> [Stated problem 1]:
In the commentary on the 'without prejudice' rule, can you rewrite the paragraph beginning "Imagine a client comes to you" as a shorter version that keeps its main facts?
> [Stated problem 2]:
According to the commentary on the 'without prejudice' rule, which section of the Limitation Act would the letter need to count as an acknowledgement of the debt under?
> [Stated problem 3]:
Can you set down the part of the commentary on the 'without prejudice' rule that opens with the words containing "The unanimous House" and closes with "possible and appropriate."?

begin Text segment

If that (or other similar letters - a second letter was subject to the same kind of dispute in the present case) was an acknowledgement of the debt for the purpose of s. 29 of the Limitation Act, it started the limitation period running again. If it was not an acknowledgement of the debt, and / or if it was not admissible under the 'without prejudice' rule (since it formed part of a negotiation) then the building society were out of time to sue for the debt.
Imagine a client comes to you and shows you such a letter offering to settle a debt for a fraction of the sum owed, and that you have to decide whether that letter has extinguished his limitation defence. You might feel, and the client might be forgiven for feeling, it is a fairly routine question for a solicitor in general practice. In reality the question was very difficult. In answering it, a unanimous House of Lords reversed a unanimous Court of Appeal.
The unanimous House of Lords has left as many questions as answers for practitioners who negotiate every day under the 'without prejudice rule'. Their Lordships had no difficulty in deciding that such a letter is an acknowledgement of debt. They also decided the letter was not excluded from evidence by the 'without prejudice' rule. The unfortunate aspect of the case was that their Lordships gave competing explanations of why the letter was admissible. These explanations bear on what could be called the 'mechanics' of the 'without prejudice' rule. An advisor dealing with day-to-day disputes needs to rules of thumb about where the boundaries of the rule lie, and how to draft letters so that they fall within the rule where possible and appropriate.

end Text segment
begin Provided material

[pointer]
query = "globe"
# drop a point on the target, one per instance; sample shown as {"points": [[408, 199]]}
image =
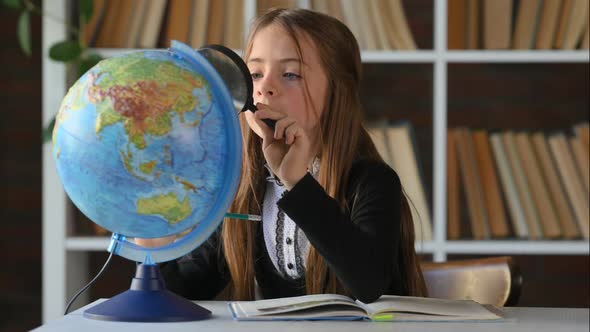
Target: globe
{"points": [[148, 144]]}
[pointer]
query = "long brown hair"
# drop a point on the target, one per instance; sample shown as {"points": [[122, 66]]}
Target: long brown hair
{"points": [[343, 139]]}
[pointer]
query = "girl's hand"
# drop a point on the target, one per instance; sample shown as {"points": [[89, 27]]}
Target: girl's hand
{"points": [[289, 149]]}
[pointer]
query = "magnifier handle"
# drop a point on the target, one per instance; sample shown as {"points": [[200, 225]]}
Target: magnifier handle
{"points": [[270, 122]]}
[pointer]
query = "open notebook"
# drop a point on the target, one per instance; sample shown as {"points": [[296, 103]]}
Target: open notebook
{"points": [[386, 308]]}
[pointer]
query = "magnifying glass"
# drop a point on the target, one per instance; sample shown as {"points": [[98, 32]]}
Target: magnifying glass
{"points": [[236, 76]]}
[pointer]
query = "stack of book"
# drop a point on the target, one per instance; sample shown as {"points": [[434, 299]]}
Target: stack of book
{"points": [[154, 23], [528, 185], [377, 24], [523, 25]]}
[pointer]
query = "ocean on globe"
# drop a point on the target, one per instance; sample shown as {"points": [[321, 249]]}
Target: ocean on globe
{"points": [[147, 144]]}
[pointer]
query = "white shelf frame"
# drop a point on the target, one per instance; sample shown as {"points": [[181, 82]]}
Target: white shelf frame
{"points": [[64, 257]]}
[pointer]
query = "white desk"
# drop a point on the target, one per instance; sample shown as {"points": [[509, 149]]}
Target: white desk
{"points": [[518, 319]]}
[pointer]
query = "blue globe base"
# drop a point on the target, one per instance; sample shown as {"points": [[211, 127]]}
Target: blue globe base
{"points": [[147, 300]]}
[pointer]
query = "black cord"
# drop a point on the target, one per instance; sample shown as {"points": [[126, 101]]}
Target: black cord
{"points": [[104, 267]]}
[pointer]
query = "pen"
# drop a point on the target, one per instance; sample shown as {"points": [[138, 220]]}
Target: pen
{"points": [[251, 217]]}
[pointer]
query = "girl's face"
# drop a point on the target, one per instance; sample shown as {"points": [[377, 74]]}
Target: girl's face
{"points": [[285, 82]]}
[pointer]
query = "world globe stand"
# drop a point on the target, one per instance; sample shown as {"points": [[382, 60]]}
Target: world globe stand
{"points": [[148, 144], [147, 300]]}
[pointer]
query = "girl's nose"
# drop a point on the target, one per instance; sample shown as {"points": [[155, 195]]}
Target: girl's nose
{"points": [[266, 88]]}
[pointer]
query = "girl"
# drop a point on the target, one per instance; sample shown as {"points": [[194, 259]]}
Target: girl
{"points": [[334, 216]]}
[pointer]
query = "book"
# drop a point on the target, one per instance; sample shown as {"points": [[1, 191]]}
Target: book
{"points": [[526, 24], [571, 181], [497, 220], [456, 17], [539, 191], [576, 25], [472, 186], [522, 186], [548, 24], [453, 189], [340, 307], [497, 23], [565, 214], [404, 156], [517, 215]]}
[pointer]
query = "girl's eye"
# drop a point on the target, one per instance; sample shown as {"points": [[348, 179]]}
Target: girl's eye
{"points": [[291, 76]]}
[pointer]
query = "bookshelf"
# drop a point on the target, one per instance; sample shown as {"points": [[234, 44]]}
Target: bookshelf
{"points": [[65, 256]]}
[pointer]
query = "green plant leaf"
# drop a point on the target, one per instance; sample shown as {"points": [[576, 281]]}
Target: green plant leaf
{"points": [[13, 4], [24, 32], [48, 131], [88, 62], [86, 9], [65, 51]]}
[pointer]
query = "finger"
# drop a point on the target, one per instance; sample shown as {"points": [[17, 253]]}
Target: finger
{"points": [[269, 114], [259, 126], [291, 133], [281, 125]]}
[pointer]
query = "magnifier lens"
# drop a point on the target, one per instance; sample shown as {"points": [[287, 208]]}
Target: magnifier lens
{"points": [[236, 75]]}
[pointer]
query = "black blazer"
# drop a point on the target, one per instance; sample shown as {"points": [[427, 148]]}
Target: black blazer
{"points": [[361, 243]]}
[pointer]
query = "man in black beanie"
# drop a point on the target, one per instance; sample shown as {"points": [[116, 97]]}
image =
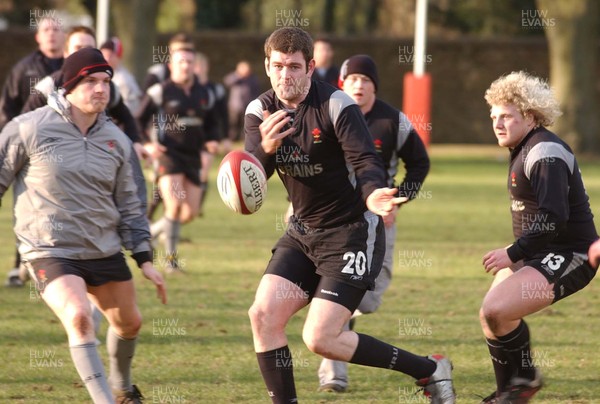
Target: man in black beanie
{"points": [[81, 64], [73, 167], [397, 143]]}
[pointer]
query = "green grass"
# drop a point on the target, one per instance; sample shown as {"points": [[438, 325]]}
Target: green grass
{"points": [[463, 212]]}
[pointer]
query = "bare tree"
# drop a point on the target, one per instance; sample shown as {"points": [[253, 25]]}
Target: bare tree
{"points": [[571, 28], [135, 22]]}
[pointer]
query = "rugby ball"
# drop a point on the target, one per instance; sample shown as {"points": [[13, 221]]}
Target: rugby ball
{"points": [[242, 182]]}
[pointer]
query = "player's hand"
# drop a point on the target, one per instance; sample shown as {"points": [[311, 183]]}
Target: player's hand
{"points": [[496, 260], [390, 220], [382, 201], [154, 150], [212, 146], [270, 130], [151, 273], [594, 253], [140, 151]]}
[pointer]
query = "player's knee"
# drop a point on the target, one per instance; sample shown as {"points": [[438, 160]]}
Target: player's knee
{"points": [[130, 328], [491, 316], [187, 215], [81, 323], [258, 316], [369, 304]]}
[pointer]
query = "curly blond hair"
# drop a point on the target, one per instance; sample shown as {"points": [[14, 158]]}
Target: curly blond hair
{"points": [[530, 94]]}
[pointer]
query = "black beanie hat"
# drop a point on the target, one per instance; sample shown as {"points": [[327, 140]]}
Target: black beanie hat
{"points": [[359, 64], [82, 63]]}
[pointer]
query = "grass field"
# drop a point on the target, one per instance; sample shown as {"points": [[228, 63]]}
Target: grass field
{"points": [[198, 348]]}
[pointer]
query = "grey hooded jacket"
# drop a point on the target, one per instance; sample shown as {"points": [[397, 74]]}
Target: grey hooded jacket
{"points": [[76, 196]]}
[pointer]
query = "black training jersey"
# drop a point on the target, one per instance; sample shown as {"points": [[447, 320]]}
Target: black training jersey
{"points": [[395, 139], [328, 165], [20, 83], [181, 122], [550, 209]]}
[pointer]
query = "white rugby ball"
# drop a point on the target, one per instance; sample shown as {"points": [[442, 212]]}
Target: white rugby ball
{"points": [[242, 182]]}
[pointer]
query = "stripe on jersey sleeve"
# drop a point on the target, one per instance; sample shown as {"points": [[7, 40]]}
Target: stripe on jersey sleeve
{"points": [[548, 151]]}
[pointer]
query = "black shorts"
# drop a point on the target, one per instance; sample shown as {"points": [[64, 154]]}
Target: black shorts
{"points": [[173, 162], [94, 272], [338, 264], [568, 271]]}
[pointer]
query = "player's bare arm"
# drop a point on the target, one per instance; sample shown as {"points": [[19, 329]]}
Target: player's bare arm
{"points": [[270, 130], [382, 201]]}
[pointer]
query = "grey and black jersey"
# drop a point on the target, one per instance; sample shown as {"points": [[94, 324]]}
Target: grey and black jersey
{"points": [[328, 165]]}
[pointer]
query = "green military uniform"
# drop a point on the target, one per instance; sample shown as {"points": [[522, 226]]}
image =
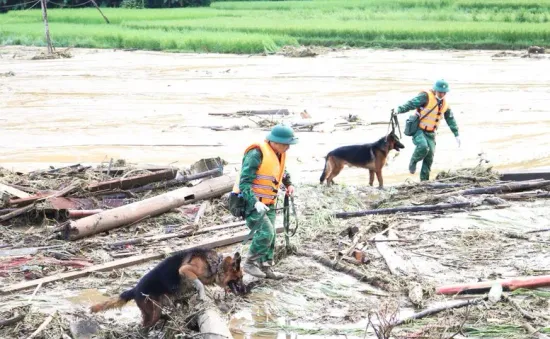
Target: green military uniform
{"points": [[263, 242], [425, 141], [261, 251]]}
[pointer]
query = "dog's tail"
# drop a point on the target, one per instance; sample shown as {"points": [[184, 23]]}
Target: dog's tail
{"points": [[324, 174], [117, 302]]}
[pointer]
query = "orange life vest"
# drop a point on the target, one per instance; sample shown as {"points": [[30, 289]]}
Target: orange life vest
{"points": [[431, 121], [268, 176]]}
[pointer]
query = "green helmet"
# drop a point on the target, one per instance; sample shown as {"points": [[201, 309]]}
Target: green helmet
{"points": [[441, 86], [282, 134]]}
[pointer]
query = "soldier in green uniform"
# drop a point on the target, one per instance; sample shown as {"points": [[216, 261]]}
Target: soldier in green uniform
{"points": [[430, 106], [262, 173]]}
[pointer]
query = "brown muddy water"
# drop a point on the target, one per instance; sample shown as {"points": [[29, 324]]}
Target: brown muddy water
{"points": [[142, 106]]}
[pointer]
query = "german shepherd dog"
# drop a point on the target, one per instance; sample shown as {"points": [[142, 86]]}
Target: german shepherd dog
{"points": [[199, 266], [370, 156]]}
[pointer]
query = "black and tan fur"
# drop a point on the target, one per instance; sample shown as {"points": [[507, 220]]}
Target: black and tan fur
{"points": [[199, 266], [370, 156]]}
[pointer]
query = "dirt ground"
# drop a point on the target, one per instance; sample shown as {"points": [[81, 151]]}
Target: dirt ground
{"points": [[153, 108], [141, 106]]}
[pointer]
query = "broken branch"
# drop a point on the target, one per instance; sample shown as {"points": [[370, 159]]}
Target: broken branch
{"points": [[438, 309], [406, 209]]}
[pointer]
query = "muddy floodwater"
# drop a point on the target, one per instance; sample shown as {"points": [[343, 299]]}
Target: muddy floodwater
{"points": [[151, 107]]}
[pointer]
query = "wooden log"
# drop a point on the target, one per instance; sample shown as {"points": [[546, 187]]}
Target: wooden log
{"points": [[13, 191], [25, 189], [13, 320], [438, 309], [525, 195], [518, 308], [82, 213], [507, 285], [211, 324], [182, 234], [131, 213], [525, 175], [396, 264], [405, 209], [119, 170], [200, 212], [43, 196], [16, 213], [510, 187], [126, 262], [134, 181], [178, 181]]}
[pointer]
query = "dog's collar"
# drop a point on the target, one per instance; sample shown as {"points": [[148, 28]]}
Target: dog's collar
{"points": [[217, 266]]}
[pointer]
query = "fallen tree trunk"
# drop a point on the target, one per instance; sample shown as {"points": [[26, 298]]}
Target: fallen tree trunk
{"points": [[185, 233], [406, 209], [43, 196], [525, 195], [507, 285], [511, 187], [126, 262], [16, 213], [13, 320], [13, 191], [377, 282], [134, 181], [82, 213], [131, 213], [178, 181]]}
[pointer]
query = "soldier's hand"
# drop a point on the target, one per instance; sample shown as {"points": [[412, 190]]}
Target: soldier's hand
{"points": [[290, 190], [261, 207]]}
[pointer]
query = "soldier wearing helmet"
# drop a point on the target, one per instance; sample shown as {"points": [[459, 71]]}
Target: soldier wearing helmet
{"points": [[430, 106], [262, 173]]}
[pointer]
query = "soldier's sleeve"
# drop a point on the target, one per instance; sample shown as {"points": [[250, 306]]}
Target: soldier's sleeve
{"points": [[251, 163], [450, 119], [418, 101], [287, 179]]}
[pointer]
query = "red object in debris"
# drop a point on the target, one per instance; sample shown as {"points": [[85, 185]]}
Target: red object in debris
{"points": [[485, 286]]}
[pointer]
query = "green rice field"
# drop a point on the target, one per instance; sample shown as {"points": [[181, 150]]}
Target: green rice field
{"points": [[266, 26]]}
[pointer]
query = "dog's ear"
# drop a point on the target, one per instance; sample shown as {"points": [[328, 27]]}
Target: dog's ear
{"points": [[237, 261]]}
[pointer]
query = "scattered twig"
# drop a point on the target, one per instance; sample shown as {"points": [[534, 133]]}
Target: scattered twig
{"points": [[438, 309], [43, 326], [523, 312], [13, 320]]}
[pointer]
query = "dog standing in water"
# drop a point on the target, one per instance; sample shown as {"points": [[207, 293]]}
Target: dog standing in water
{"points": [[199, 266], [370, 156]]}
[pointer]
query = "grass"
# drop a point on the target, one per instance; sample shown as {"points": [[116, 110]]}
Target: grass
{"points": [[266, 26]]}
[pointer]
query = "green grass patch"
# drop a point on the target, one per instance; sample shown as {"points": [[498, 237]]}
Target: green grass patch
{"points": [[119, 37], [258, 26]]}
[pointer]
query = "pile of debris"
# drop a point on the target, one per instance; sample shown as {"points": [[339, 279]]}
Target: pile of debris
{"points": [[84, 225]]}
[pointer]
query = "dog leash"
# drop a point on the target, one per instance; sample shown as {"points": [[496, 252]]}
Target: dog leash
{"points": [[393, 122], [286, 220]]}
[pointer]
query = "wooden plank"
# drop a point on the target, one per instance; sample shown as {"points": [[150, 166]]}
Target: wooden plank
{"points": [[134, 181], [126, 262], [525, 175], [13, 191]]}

end Provided material

> [Result 1]:
A solicitor may be asked whether a client's letter offering to settle a debt for a fraction of the amount owed has removed the client's limitation defence. This looks like a routine question for a general practitioner, but it proved very difficult: a unanimous House of Lords reversed a unanimous Court of Appeal on it.

> [Result 2]:
Section 29 (s. 29) of the Limitation Act.

> [Result 3]:
The unanimous House of Lords has left as many questions as answers for practitioners who negotiate every day under the 'without prejudice rule'. Their Lordships had no difficulty in deciding that such a letter is an acknowledgement of debt. They also decided the letter was not excluded from evidence by the 'without prejudice' rule. The unfortunate aspect of the case was that their Lordships gave competing explanations of why the letter was admissible. These explanations bear on what could be called the 'mechanics' of the 'without prejudice' rule. An advisor dealing with day-to-day disputes needs to rules of thumb about where the boundaries of the rule lie, and how to draft letters so that they fall within the rule where possible and appropriate.